## What to work on:
Copy out the entries below word for word, from the line with "Pick out the reflection" up to and including the line with "(1001, 193)".

## Extracted information:
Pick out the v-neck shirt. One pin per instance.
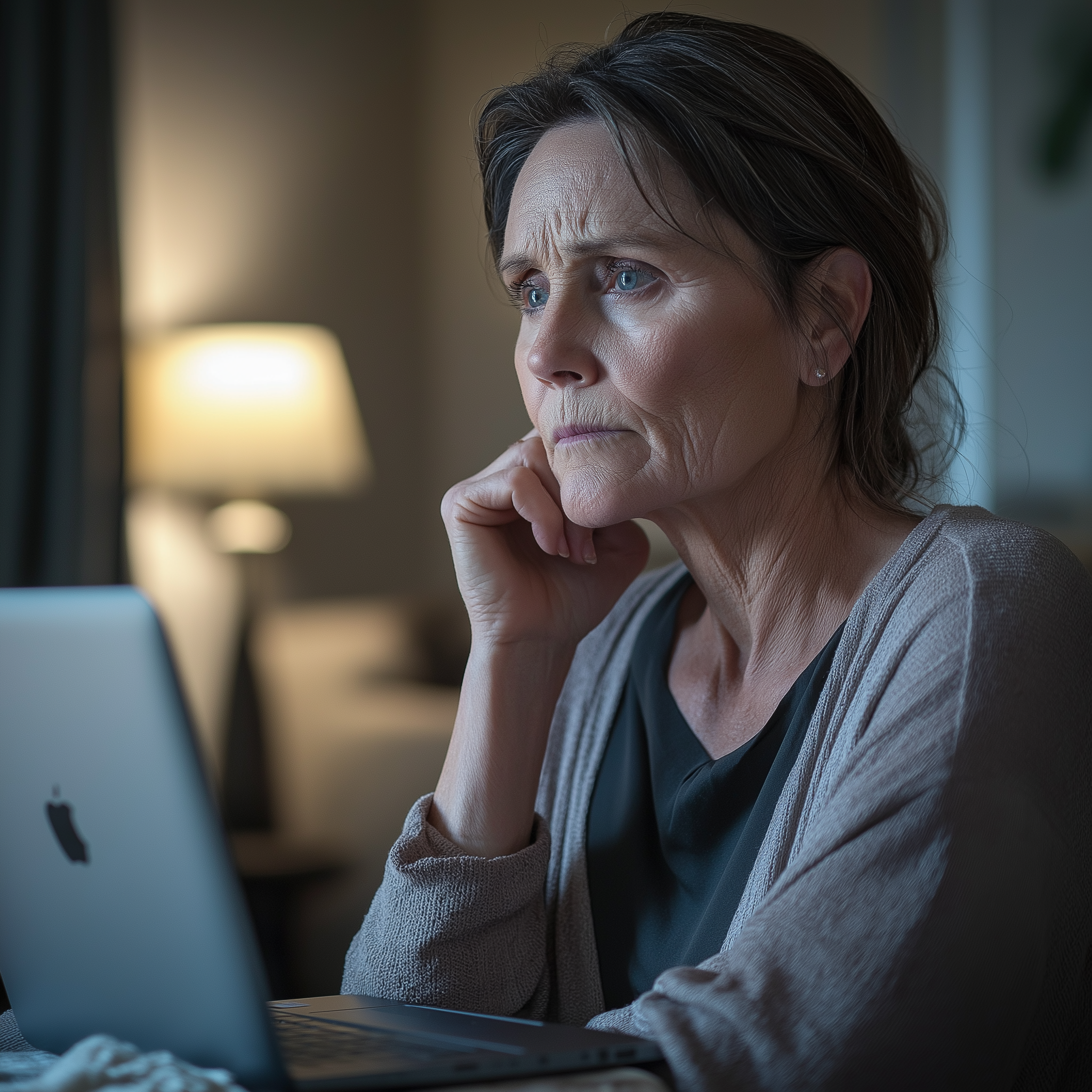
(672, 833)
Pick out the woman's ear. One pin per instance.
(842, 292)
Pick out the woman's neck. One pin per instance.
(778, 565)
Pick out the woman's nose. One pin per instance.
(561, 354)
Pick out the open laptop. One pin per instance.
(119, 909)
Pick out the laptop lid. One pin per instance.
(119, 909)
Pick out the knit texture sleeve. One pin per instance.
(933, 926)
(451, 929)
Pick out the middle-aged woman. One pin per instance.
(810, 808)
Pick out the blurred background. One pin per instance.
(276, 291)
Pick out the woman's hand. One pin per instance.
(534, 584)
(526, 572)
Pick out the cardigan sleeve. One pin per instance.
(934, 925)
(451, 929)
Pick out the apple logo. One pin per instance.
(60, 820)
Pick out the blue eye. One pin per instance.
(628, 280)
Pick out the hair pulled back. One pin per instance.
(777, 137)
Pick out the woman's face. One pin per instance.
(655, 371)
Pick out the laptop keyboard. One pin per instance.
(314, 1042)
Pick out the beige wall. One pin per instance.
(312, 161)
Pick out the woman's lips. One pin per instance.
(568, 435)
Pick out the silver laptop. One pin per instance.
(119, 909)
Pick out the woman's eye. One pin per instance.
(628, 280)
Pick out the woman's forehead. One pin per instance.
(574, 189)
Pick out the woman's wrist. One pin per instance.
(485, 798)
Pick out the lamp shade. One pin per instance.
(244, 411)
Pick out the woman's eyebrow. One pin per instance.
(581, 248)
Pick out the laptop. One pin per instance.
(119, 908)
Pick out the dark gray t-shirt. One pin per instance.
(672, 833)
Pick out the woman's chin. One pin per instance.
---
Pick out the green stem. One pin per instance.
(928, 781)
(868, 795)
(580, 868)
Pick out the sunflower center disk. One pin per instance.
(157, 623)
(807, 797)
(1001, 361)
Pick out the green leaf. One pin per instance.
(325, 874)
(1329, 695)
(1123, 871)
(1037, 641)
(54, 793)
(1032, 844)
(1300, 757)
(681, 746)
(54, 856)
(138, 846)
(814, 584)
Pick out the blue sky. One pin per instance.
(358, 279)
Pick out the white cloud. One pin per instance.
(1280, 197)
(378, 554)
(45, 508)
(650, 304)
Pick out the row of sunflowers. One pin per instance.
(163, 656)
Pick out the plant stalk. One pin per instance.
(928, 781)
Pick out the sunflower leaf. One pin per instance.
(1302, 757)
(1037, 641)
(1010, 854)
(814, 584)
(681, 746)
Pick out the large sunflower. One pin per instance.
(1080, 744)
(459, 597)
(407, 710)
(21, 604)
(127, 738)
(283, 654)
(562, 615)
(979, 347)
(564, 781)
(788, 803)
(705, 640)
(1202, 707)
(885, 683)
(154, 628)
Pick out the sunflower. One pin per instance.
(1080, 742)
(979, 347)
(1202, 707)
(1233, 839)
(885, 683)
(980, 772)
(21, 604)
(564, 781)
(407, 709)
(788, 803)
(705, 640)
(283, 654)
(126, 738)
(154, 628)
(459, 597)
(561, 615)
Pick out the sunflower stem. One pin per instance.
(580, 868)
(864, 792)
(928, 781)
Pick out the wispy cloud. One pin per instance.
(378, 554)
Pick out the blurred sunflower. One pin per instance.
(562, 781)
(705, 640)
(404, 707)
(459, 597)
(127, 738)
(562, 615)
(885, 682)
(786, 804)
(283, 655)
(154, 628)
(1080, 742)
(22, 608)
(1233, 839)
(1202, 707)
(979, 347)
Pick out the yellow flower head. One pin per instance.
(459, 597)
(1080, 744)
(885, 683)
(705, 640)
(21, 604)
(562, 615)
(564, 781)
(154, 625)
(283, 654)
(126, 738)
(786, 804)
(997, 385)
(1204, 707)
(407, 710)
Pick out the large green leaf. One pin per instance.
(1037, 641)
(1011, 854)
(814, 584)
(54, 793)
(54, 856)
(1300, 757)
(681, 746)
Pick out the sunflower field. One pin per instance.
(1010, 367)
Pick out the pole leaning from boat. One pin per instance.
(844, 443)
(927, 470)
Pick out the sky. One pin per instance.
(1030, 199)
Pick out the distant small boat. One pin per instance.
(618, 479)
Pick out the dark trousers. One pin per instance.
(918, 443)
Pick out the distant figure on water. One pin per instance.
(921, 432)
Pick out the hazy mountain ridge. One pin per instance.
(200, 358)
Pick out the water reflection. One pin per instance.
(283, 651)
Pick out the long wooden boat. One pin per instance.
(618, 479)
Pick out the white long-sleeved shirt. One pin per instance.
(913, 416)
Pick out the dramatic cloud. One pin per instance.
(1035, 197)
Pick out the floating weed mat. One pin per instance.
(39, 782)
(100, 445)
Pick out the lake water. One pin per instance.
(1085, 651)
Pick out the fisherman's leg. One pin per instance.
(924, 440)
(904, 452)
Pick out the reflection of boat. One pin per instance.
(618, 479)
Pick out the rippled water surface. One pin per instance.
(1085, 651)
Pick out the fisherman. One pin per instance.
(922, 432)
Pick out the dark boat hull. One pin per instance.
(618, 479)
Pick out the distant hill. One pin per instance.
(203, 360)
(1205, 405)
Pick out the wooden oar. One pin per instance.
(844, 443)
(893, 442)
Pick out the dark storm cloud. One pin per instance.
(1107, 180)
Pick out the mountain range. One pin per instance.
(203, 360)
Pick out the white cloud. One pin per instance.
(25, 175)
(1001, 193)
--
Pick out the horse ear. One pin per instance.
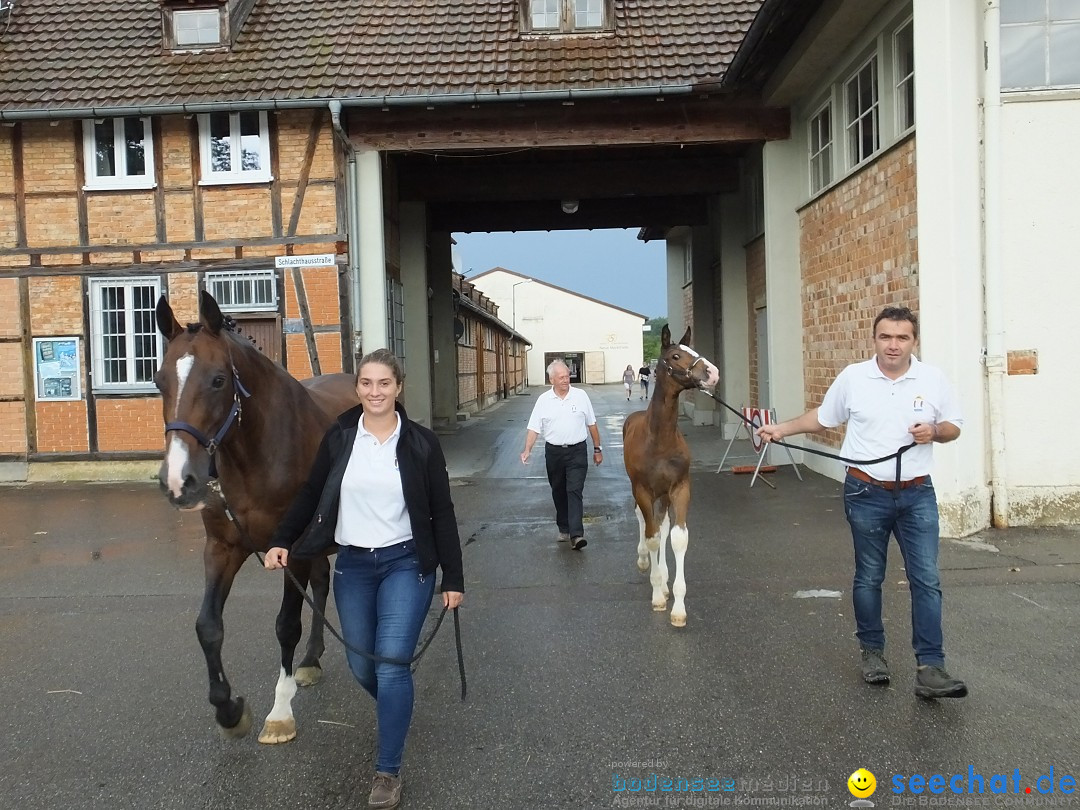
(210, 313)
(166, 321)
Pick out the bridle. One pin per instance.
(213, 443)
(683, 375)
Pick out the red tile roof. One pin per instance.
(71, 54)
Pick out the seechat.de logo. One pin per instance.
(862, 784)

## Written reply:
Pick out the reflection of boat. One pin per instance.
(618, 479)
Pick out the rippled water surface. One pin per instance.
(1085, 651)
Pick out the fisherman. One pin per instance.
(922, 432)
Pick out the dark boat hull. One pin per instance.
(618, 479)
Pick out the distant hill. One pin per instance.
(203, 360)
(1205, 405)
Pick out the wooden oar. One pin per instance.
(844, 443)
(893, 442)
Pick out the dark storm cloud. One pin per instance.
(1107, 180)
Pick out the mountain range. One pin per instance.
(203, 360)
Pick out the white cloud. One pin per instance.
(25, 175)
(1001, 193)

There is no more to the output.